Du latin pavor, dont sont dérivés peur, peureux, apeuré, décliné par les détours de la langue en épouvantail et, plus curieusement en épave qui, avant de désigner un objet rejeté de la mer et sans propriétaire, signifiait effrayé et par connexion égaré. Cela laisse imaginer l’état dans lequel nous plongerait la peur si on s’y livrait sans résistance. Il est vrai que de bien des façons elle nous égare. Terreur, effroi, phobie, crainte, panique, appréhension, angoisse… multiples en sont les synonymes et vaste le vocabulaire psycho-somatique, psycho-corporel, qui s’en fait l’écho pour l’affirmer, la sonder, la crier. Oppression passagère ou inquiétude permanente qui revêt toutes les figures et s’arrange de toutes les situations pour se rappeler à celui qu’elle habite, la peur s’impose quand nos forces constructives nous échappent. Réaction face à une difficulté qui nous fait douter de celles-ci et re-douter la réaction que suscitera notre action en réponse à une difficulté, quelle qu’elle soit, la peur, réflexe à priori non pathologique, reste un mystère autant qu’une évidence.
Peur d'exclusion et hantise du vide ou appréhension de la liberté. Si la peur existe à l’état pur, il lui arrive de disputer le terrain à l’envie, et quand elles se neutralisent, c’est la paralysie. Nous tiraillant entre ce qui éveille notre curiosité et ce qui nous invite à rester à l’intérieur, elle se chamaille avec le désir, convoque notre vulnérabilité, exhorte notre courage. Espoir et douleur, joie et frayeurs…La peur d’agir agit avec son contraire, et met en jeu des sentiments paradoxaux.

**Extrait des données**

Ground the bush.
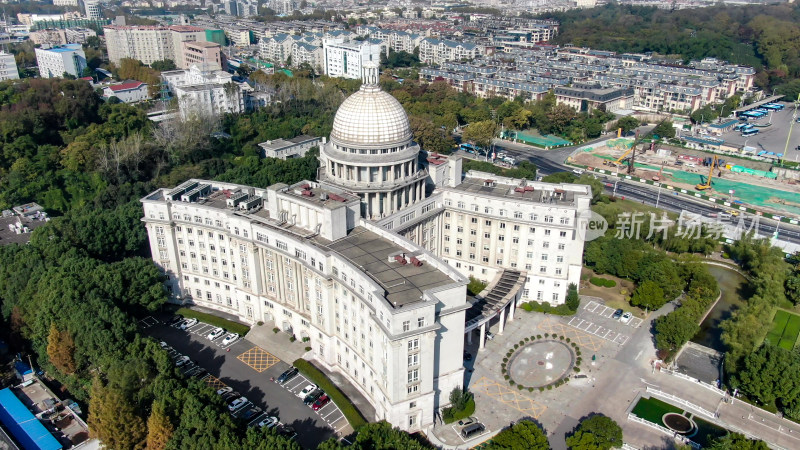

**Exercice à traiter**
Pouvez-vous recopier mot pour mot le passage du texte sur la peur qui commence à « Peur d'exclusion et » et se termine à « des sentiments paradoxaux. » ?

**Corrigé proposé**
Peur d'exclusion et hantise du vide ou appréhension de la liberté. Si la peur existe à l’état pur, il lui arrive de disputer le terrain à l’envie, et quand elles se neutralisent, c’est la paralysie. Nous tiraillant entre ce qui éveille notre curiosité et ce qui nous invite à rester à l’intérieur, elle se chamaille avec le désir, convoque notre vulnérabilité, exhorte notre courage. Espoir et douleur, joie et frayeurs…La peur d’agir agit avec son contraire, et met en jeu des sentiments paradoxaux.